- Prompt
Render all of the material below as a numbered list, one line per item, with blank lines omitted.

- Material provided
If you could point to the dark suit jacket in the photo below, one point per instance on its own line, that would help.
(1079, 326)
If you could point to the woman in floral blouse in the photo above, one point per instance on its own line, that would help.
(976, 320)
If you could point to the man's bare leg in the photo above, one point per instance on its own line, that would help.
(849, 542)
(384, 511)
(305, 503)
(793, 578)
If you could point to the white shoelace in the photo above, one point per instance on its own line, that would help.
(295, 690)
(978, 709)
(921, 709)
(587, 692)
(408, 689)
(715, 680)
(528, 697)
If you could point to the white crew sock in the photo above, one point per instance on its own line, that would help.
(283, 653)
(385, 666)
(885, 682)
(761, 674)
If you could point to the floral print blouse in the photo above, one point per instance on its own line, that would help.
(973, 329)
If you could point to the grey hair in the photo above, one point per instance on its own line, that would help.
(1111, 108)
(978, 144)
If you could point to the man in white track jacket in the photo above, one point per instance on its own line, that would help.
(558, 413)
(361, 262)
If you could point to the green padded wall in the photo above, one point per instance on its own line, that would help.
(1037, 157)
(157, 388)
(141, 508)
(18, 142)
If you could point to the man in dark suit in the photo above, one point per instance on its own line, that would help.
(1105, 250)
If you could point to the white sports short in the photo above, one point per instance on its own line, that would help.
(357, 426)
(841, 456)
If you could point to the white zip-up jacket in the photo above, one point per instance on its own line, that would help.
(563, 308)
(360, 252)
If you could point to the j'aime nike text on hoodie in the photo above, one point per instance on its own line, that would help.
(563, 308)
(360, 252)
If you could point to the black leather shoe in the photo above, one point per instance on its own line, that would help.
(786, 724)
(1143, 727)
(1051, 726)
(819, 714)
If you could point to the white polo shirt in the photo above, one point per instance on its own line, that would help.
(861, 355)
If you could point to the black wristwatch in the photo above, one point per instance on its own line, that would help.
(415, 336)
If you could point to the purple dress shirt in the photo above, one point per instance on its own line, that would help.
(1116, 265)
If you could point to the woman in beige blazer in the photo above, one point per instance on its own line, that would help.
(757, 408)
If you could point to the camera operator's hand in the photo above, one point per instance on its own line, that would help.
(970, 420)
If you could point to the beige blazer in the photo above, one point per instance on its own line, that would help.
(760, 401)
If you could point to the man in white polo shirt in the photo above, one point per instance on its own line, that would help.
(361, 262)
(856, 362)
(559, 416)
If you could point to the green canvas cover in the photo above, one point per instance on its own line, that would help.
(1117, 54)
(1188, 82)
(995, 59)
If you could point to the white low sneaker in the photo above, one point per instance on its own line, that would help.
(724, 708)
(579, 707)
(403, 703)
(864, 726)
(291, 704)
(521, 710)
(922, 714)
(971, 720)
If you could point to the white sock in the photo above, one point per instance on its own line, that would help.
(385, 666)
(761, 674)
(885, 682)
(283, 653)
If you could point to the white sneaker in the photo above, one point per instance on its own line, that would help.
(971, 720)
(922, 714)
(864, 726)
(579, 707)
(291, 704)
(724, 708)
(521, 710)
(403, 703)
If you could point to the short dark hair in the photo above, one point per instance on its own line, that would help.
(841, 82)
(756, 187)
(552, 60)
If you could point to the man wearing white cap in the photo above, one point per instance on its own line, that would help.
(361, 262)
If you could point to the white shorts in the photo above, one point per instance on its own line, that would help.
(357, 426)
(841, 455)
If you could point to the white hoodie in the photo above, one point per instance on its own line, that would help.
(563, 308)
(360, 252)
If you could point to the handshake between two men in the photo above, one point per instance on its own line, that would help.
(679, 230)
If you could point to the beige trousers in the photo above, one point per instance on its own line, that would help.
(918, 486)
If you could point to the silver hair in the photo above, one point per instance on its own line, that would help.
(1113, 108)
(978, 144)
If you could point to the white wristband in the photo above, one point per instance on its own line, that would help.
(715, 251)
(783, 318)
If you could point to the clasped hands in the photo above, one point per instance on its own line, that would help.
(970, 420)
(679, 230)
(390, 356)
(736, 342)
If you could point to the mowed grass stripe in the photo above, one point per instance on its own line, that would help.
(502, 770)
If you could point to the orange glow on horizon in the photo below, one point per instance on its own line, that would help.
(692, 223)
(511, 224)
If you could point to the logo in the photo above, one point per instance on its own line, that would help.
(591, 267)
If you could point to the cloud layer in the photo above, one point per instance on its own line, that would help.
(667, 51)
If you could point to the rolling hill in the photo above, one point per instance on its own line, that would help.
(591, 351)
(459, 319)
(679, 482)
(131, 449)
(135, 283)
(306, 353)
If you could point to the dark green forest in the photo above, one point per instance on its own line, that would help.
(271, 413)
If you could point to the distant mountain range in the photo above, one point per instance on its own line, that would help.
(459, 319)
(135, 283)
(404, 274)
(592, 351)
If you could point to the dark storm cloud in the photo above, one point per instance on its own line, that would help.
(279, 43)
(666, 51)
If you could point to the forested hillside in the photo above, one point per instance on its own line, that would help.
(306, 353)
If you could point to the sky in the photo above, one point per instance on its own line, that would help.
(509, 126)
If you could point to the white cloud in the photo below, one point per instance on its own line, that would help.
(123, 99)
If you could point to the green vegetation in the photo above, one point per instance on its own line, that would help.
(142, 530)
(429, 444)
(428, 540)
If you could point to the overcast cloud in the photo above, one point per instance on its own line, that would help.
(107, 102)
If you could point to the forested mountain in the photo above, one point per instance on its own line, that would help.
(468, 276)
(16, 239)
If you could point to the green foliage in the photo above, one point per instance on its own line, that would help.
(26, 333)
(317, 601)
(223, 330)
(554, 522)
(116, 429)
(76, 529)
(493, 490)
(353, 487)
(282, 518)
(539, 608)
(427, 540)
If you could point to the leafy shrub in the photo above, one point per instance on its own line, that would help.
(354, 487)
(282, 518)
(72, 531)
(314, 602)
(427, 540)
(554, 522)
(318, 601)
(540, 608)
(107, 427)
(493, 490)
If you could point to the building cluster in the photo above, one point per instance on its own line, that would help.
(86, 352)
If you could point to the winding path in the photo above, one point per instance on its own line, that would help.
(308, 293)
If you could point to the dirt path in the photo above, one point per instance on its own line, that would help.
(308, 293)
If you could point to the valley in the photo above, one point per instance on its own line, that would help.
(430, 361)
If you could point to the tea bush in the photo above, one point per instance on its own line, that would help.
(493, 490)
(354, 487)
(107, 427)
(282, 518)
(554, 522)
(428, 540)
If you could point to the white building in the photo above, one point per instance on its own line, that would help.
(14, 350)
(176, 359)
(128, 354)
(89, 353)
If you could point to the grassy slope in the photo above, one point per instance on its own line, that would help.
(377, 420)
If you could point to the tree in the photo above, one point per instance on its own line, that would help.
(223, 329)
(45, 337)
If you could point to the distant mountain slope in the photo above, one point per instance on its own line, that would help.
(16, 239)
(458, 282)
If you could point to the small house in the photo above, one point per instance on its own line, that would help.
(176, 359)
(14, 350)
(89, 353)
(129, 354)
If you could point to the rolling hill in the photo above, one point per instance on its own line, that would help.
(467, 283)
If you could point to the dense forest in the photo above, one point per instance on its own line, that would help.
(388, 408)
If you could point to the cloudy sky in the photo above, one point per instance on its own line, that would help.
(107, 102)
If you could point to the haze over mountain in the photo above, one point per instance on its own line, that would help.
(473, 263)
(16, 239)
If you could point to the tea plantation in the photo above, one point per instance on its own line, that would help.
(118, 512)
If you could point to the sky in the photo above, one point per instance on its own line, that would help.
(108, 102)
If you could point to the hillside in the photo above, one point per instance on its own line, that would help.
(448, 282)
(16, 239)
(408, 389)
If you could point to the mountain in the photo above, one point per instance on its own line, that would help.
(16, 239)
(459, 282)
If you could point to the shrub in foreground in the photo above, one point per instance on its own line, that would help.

- Answer to this exercise
1. If you could point to the dark suit jacket in the photo below, one point per instance on its own line, that would help.
2. (1079, 326)
3. If you could point to the woman in floral blouse in the photo above, one point per instance on its own line, that would help.
4. (976, 320)
5. If you could point to the man's bare leg in the photo above, one point per instance on its own line, that would help.
6. (849, 542)
7. (384, 511)
8. (305, 503)
9. (793, 578)
10. If you could point to the white shoelace in the photo above, one point per instance on its own line, that would help.
11. (295, 690)
12. (978, 709)
13. (921, 709)
14. (587, 692)
15. (408, 689)
16. (715, 680)
17. (528, 697)
18. If you could point to the white crew sock in the photo above, one point per instance on its own line, that would help.
19. (283, 653)
20. (385, 666)
21. (885, 682)
22. (761, 674)
23. If you could point to the floral print blouse in the photo above, one point per instance on its own line, that would help.
24. (973, 329)
25. If you could point to the grey hair in the photo above, one point per instance on its own line, that would help.
26. (1111, 108)
27. (978, 144)
28. If you could point to the man in white track jacket in the photo above, one point per instance on its own line, that would help.
29. (558, 413)
30. (361, 262)
31. If you could point to the green padded wall in the photo above, one point per instance on its own line, that would help.
32. (1037, 157)
33. (157, 388)
34. (141, 508)
35. (18, 142)
36. If you could point to the man in dark suit in the photo above, one point per instance on its own line, that would help.
37. (1105, 250)
38. If you could point to the white sports short in the photo above, one point per instance on its own line, that would help.
39. (357, 426)
40. (841, 456)
41. If you could point to the white zip-up jacket in the photo above, one point per instance on its own line, that would help.
42. (563, 308)
43. (360, 252)
44. If you could point to the j'aime nike text on hoodie in the photo above, one point per instance on its own line, that would help.
45. (563, 308)
46. (360, 252)
47. If you could point to the black leather shoe in the photo above, one point per instance on its own line, that would help.
48. (786, 724)
49. (1143, 727)
50. (1051, 726)
51. (819, 714)
52. If you could point to the white polo shirt in the photo above, one point per instance on its own line, that would help.
53. (861, 355)
54. If you could point to the black wristwatch in the photo above, one point per instance on its own line, that would help.
55. (415, 336)
56. If you could point to the purple dress shirt in the photo above, one point per instance on its own line, that would help.
57. (1116, 265)
58. If you could point to the woman in beige blazer in the photo above, one point per instance on its own line, that would help.
59. (757, 408)
60. If you could point to the camera operator's hand in the photo above, one point per instance on its own line, that would help.
61. (970, 420)
62. If you could point to the beige blazer in the photo above, one point per instance on its own line, that would help.
63. (760, 401)
64. If you could point to the man in white polo shirt in the photo above, one point per instance on its own line, that would help.
65. (361, 262)
66. (856, 362)
67. (559, 416)
68. If you could point to the green canvas cover in the photo above, one point per instance on its own line, that would help.
69. (1117, 54)
70. (1188, 82)
71. (995, 59)
72. If you could point to the white low sneaker in the photo above, one point per instance on its own line, that would help.
73. (724, 708)
74. (579, 707)
75. (403, 703)
76. (864, 726)
77. (291, 704)
78. (521, 710)
79. (922, 714)
80. (971, 720)
81. If you could point to the white sock in the photo above, one point per instance on its own line, that would help.
82. (385, 666)
83. (761, 674)
84. (885, 682)
85. (283, 653)
86. If you could point to the white sneaker in the photo above, one point per instance on its own line, that would help.
87. (971, 720)
88. (922, 714)
89. (864, 726)
90. (579, 707)
91. (291, 704)
92. (724, 708)
93. (521, 710)
94. (403, 703)
95. If you could point to the short dark hair in the photo above, one point per instance on its own line, that would help.
96. (841, 82)
97. (756, 187)
98. (552, 60)
99. If you could point to the man wearing white cap in the photo above, one point per instance on its own line, that would help.
100. (361, 262)
101. If you could point to the white shorts in the photo above, one point per instance on its own line, that would help.
102. (357, 426)
103. (841, 455)
104. If you could point to the white hoodie in the photo above, one point per instance on its own line, that would help.
105. (563, 308)
106. (360, 252)
107. If you could point to the handshake between two men in the photo above, one point per instance on its own line, that would help.
108. (679, 230)
109. If you could point to the beige trousers in the photo above, one point per instance on its own line, that would help.
110. (918, 486)
111. If you could point to the silver hair in the photo above, one point per instance on its own line, that would help.
112. (1113, 108)
113. (978, 144)
114. If you could point to the white wristband in the photo above, one point per instance on its own line, that would help.
115. (715, 251)
116. (783, 318)
117. If you could point to the clasped hands in the photo above, one point per instance on its own line, that would help.
118. (970, 420)
119. (679, 230)
120. (390, 356)
121. (736, 342)
122. If you could point to the mowed grass stripe in the photo above, one point per instance on its own line, that would help.
123. (502, 770)
124. If you could point to the orange glow on horizon in the photo below, one point per instance on its own line, that would help.
125. (692, 223)
126. (511, 224)
127. If you could point to the logo in the photo above, one point per instance on its own line, that would help.
128. (591, 267)
129. If you could point to the cloud layer in the photo above, one point per instance on its own line, that would help.
130. (667, 51)
131. If you could point to the rolling hill in the photo above, one point per instance on its own line, that would help.
132. (591, 351)
133. (459, 319)
134. (679, 482)
135. (131, 449)
136. (135, 283)
137. (306, 353)
138. If you could point to the dark green forest in the photo above, one point per instance on its own line, that would help.
139. (271, 413)
140. If you could point to the distant mountain range in the photo above, one point per instance on its own line, that would help.
141. (459, 319)
142. (135, 283)
143. (404, 274)
144. (592, 351)
145. If you could point to the dark storm cloud in the photo above, one point per instance on its own line, that would help.
146. (279, 43)
147. (666, 51)
148. If you could point to the forested hillside in the photo above, one point per instance on its own line, that would help.
149. (306, 353)
150. If you could point to the sky in the photo above, one point per instance on its own line, that would help.
151. (509, 126)
152. If you could point to the white cloud in the photo below, one point per instance on its own line, that would help.
153. (123, 99)
154. If you could point to the green vegetation in the photo above, one point per instance on its own line, that would help.
155. (142, 530)
156. (429, 444)
157. (428, 540)
158. If you could point to the overcast cloud in the photo above, one point per instance on its own line, that would help.
159. (107, 102)
160. If you could point to the forested mountain in the photo above, one point per instance on its own line, that would help.
161. (468, 276)
162. (16, 239)
163. If you could point to the green foliage in the photo above, one point per instance on its own line, that would help.
164. (26, 333)
165. (317, 601)
166. (223, 330)
167. (554, 522)
168. (116, 429)
169. (76, 529)
170. (493, 490)
171. (353, 487)
172. (282, 518)
173. (539, 608)
174. (427, 540)
175. If you could point to the leafy shrub in the photo above, one point per instance on its own line, that would help.
176. (354, 487)
177. (282, 518)
178. (72, 531)
179. (314, 602)
180. (427, 540)
181. (554, 522)
182. (318, 601)
183. (540, 608)
184. (107, 427)
185. (493, 490)
186. If you could point to the building cluster in the photo above, one point per instance on its own line, that would help.
187. (86, 352)
188. If you could point to the winding path in the photo above, one point per instance on its own line, that would help.
189. (308, 293)
190. If you could point to the dirt path in the photo above, one point per instance on its own line, that would help.
191. (308, 293)
192. If you could point to the valley in the photo above, one point per instance on its own line, that would help.
193. (430, 361)
194. If you could point to the tea bush in the photo above, one point per instance on its own line, that would help.
195. (493, 490)
196. (354, 487)
197. (107, 427)
198. (282, 518)
199. (554, 522)
200. (428, 540)
201. If you could point to the white building in the photo above, one point per instance on its own line, that would help.
202. (14, 350)
203. (176, 359)
204. (128, 354)
205. (89, 353)
206. If you could point to the grassy slope in the photo above, one point per instance on its own line, that would help.
207. (377, 420)
208. If you could point to the tree in the photo above, one point per instance on its own line, that would help.
209. (223, 329)
210. (45, 337)
211. If you could point to the distant mountain slope in the photo above, one point per instance on its own line, that would help.
212. (16, 239)
213. (458, 282)
214. If you could point to the small house in the photo above, one point per instance on its own line, that would help.
215. (176, 359)
216. (14, 350)
217. (89, 353)
218. (129, 354)
219. If you could point to the rolling hill in the photo above, one point per instance on its own line, that would help.
220. (467, 283)
221. If you could point to the dense forest in the photo above, one point per instance on its own line, that would help.
222. (388, 408)
223. If you could point to the cloudy sky in the photo above, one point per instance on its own line, that would help.
224. (107, 102)
225. If you could point to the haze over mountain in the photo above, one point per instance on its own line, that would help.
226. (473, 263)
227. (16, 239)
228. If you could point to the tea plantation in the photo above, one point per instance on its own line, that would help.
229. (118, 512)
230. If you could point to the sky in the photo above, one point per instance on its own line, that would help.
231. (108, 102)
232. If you could point to the hillside in the photo above, one point per instance on its own line, that would help.
233. (448, 282)
234. (16, 239)
235. (408, 389)
236. If you could point to the mountain in the photo above, one point per instance on its own line, that would help.
237. (16, 239)
238. (459, 282)
239. If you could point to the shrub in foreground in the photo above, one point per instance on its own line, that would help.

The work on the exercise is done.